Work required:
Starting at the beginning of the items and stopping after the line that contains "positive clicks: (536, 220) (550, 259)", write those lines out again with "exact" replaced by "precise" and nothing else altered.

(Collected data)
_ _ _ _

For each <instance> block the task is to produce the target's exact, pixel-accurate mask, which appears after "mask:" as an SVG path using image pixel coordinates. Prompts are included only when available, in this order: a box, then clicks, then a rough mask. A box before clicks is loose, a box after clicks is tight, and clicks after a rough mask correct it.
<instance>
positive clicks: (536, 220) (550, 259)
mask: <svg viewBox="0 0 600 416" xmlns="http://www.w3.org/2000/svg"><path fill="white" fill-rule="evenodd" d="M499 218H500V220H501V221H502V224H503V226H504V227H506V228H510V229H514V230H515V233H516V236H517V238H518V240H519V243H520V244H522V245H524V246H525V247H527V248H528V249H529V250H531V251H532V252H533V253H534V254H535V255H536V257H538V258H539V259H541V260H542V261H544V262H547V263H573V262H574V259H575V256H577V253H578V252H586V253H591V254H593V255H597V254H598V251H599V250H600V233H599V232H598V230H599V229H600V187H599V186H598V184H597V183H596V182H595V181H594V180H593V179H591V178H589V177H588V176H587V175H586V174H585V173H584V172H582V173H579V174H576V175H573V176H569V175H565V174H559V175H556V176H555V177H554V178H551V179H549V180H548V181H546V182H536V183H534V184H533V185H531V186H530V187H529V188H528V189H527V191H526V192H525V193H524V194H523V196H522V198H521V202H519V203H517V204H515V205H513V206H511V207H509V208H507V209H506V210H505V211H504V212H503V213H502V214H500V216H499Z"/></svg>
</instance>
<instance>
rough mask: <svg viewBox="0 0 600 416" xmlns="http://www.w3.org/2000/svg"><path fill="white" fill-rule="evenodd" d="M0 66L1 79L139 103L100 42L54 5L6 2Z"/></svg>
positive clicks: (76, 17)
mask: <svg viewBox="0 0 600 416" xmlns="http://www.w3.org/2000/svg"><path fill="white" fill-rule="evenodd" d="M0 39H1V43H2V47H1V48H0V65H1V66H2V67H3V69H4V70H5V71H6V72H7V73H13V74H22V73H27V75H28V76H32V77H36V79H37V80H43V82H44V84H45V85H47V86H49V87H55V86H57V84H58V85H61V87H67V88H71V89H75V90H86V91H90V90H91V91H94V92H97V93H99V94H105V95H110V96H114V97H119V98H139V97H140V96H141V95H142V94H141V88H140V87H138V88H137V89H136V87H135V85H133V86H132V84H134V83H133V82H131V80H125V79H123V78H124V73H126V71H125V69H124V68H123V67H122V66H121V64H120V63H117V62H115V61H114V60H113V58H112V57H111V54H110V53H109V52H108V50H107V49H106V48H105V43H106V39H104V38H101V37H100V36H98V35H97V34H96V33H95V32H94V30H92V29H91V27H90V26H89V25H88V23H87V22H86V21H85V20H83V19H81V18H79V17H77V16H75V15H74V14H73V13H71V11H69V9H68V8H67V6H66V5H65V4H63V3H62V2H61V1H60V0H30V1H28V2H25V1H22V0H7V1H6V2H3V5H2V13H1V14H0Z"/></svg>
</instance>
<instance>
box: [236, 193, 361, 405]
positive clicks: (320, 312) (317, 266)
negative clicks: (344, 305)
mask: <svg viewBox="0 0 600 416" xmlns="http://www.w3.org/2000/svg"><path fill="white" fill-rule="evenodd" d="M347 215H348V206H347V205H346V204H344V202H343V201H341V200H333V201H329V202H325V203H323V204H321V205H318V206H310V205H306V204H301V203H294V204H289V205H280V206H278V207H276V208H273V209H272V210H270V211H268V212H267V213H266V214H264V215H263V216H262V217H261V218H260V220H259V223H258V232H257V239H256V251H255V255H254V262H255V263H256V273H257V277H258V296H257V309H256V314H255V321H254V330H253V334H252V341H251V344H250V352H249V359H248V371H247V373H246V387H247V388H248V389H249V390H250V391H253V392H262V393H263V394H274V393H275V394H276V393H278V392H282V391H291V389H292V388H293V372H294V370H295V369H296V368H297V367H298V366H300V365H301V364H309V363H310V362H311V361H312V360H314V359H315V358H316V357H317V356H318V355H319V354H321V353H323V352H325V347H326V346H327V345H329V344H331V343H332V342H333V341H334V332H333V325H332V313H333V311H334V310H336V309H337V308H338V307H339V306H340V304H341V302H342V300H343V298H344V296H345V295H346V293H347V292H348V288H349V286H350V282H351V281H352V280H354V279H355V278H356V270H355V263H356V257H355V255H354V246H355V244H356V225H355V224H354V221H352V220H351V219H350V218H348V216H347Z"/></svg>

_ _ _ _

Output:
For each <instance> block the task is to produce the target's precise, pixel-accurate mask, which appears after "mask:" as an SVG path using image pixel coordinates. Prompts are included only when available, in this order: a box, then clicks, then a rough mask. A box before clicks is loose, a box after clicks is tight, and clicks after a rough mask correct it.
<instance>
positive clicks: (536, 220) (550, 259)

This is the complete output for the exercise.